* **What you should do**:
An acceptable answer repeats exactly the line with "Query: hazy horizon glow" and each line after it through the end of the entries, and includes nothing else.
++++ Material for this task
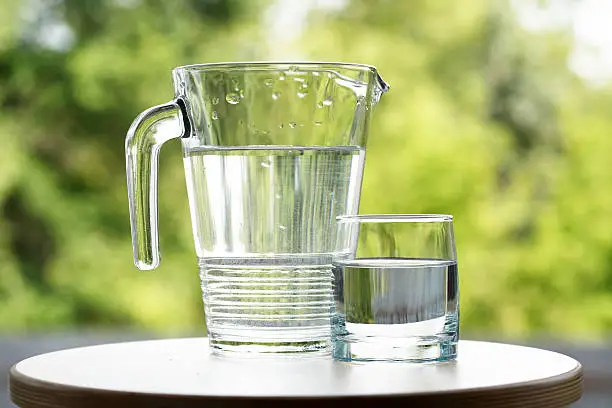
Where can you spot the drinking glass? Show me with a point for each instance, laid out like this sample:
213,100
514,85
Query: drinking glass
273,152
396,289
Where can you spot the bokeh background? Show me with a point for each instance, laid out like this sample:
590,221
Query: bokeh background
500,112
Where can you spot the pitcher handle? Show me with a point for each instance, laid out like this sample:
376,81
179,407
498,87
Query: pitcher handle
149,131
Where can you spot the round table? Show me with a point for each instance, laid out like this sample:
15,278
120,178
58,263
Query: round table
183,373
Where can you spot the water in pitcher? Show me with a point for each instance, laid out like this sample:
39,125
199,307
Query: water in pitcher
264,228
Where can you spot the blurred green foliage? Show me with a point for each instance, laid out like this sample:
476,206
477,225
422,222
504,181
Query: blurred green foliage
484,120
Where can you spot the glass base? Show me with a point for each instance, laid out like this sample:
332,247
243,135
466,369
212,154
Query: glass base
412,350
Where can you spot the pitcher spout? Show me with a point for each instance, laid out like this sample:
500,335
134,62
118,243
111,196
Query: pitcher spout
381,87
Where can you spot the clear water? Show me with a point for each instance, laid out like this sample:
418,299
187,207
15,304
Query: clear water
265,231
396,309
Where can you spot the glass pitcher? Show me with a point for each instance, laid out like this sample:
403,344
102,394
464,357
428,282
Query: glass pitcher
273,152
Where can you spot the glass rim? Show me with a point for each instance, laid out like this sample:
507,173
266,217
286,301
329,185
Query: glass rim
272,64
395,218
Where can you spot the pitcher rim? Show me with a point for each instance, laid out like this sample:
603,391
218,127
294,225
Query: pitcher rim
254,64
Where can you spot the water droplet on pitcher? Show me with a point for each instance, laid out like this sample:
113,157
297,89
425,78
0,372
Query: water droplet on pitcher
232,98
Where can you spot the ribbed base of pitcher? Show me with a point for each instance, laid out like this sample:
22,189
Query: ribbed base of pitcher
268,305
258,343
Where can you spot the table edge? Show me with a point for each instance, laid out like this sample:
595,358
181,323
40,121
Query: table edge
559,390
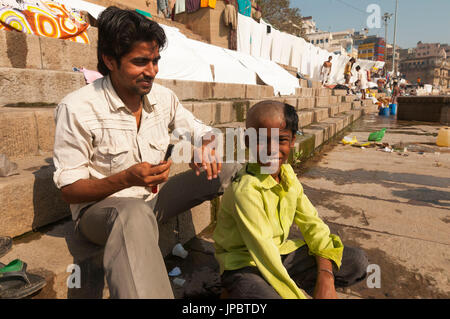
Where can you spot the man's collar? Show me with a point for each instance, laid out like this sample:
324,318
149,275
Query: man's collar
116,103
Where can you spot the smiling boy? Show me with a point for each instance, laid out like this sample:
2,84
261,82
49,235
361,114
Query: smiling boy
256,259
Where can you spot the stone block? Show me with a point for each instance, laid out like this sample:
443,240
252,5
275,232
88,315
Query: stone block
63,55
345,107
27,86
320,114
45,121
339,92
291,101
204,111
19,50
334,100
19,133
317,132
305,102
225,113
30,200
321,101
348,98
333,110
305,117
322,92
356,105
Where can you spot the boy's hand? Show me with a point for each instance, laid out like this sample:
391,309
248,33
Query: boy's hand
325,280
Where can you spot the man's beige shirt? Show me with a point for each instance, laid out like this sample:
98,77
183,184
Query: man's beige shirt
97,136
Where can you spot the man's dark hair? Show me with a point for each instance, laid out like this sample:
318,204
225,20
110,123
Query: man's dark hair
119,30
291,118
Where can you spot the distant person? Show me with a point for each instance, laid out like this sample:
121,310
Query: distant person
419,82
325,71
256,259
362,82
348,70
395,93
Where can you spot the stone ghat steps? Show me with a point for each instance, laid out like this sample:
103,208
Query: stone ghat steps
30,200
52,249
29,131
31,87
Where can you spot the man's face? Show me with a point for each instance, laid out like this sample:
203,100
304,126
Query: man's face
137,69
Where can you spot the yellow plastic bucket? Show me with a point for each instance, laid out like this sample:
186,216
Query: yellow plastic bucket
443,138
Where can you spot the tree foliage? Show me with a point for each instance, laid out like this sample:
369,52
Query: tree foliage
284,18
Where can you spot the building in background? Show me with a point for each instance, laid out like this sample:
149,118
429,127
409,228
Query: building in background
388,58
309,26
335,42
372,48
430,62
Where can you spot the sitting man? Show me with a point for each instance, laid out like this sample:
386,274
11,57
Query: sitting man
256,259
111,138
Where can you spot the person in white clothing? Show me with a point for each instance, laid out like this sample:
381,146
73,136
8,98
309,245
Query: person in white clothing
362,82
325,71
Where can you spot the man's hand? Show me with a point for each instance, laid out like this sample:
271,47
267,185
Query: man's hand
145,174
324,286
207,158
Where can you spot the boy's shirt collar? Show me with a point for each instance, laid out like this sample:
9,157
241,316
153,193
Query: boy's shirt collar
287,175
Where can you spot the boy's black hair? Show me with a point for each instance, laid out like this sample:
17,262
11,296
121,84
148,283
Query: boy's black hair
119,30
291,118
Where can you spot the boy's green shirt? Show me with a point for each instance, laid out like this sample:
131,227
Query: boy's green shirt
253,224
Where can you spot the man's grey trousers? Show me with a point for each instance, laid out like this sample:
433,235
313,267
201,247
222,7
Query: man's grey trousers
128,229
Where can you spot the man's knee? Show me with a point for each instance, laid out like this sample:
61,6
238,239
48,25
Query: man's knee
136,214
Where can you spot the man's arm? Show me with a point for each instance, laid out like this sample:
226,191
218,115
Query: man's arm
182,121
72,150
89,190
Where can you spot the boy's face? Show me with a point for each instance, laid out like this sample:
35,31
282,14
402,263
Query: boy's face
276,145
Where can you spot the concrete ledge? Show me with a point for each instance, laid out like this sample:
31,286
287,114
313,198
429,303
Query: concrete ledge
19,50
333,110
320,114
334,99
304,92
345,107
63,55
305,117
321,101
30,200
306,102
322,92
339,92
27,86
348,98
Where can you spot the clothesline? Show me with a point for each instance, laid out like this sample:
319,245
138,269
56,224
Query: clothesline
255,39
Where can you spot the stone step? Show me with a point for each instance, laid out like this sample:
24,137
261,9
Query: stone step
28,87
326,129
50,251
30,200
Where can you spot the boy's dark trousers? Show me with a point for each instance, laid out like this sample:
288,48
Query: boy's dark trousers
248,283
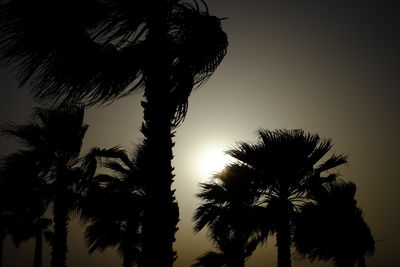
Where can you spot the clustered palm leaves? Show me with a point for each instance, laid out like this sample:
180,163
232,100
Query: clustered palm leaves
109,50
288,170
333,228
47,169
112,204
232,216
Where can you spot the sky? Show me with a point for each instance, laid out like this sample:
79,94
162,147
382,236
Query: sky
328,67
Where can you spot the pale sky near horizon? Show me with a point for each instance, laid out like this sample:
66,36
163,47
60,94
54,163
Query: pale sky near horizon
328,67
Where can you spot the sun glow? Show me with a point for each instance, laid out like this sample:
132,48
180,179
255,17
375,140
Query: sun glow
211,161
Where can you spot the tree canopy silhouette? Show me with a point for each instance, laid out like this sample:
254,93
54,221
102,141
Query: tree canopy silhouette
233,215
289,167
112,205
55,137
109,50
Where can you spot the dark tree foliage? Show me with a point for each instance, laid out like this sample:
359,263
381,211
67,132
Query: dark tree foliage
97,51
112,205
52,140
289,169
333,228
232,213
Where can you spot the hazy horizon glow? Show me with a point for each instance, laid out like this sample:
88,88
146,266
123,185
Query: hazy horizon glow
330,68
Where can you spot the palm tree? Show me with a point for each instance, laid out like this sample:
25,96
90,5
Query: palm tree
111,49
285,164
233,216
55,137
113,203
25,196
333,227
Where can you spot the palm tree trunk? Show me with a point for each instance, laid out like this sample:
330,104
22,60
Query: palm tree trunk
37,260
161,211
60,211
283,240
2,238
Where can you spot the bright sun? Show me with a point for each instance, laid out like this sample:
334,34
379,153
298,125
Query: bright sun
211,161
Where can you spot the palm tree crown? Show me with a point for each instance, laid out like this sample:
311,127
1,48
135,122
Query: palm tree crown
233,216
113,203
287,168
54,138
333,227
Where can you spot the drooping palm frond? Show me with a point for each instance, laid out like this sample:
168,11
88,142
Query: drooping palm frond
333,228
112,206
62,58
230,211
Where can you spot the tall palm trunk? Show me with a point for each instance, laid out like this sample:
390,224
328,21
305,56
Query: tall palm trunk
160,214
60,210
37,260
2,238
283,239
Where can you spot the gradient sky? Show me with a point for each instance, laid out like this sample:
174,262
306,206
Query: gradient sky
++++++++
* **Solution for this exercise**:
Query: hazy horizon glow
330,68
Where can you spot the palm tree? Show me with a point for each instance, laid out like this sample:
25,96
90,5
Query: palm tree
111,49
285,164
233,216
55,137
113,203
25,196
333,227
Where can you spot the palm tree trunk? Show me with a point for each instance, laid out like this sample:
330,104
22,60
Query: palm tree trunk
37,260
161,211
60,211
283,240
2,238
Where can you spot the bright sun? Show me with a point for each instance, laid out like this sample:
334,34
379,153
298,125
Query: bright sun
211,161
Where can you spot the palm tree crown? Show me with a point for each instance, laid out like this sample:
311,127
1,48
135,122
Query: palm tree crown
233,216
113,203
287,168
54,138
333,227
Where can you spot the drooping palm frond? Show me with a point for each instance, laid out like this sample:
168,11
88,142
Query: drooping palm frond
333,228
112,206
62,58
230,211
Where can you spot the tall palm trunk? Show me with a point for each instance, laid out like this sample:
390,224
328,21
305,56
Query: tall palm trunk
160,214
60,210
37,260
2,238
283,239
Where can you spot the gradient sky? Show me with a point for each instance, laid out like this sample:
174,262
306,206
Query: gradient sky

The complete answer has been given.